EXTRACTED MATERIAL:
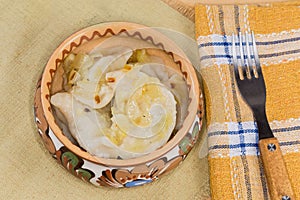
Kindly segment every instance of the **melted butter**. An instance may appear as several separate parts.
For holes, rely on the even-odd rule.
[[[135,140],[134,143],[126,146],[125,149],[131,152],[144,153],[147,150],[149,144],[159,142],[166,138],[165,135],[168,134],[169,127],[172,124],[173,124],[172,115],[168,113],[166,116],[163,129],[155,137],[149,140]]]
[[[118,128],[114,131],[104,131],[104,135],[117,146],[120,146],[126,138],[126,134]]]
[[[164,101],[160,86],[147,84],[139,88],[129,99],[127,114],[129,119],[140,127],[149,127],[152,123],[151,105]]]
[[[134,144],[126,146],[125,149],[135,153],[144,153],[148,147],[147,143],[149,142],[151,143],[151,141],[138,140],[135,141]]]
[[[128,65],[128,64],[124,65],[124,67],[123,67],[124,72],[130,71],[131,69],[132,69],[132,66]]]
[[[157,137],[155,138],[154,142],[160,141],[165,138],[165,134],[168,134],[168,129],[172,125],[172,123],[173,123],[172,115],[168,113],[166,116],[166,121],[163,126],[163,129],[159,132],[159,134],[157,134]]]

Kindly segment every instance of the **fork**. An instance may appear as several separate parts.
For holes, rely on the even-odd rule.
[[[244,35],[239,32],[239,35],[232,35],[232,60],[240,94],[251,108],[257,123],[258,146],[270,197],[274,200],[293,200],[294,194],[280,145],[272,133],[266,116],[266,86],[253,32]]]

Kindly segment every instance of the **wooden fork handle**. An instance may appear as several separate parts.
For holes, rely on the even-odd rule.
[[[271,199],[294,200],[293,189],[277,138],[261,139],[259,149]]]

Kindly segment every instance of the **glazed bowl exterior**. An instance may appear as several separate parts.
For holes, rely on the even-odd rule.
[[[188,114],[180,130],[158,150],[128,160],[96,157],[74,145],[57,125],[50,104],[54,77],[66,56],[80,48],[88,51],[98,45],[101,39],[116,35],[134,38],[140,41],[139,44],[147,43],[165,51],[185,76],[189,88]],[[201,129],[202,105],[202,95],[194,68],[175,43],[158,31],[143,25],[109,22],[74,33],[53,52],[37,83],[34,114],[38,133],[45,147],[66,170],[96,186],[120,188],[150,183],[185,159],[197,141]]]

ACTION ITEM: Please copy every line from the entries that includes the word "parts".

YOUR RESPONSE:
Kindly segment every instance of the **melted butter**. An instance may appear as several separate parts.
Kindly segment every instance of the **fork**. An instance may appear as several separate parts.
Kindly segment every instance of the **wooden fork handle**. An instance may appear as several separate parts.
Kindly segment every instance of the **glazed bowl exterior**. An instance may appear as several separate parts.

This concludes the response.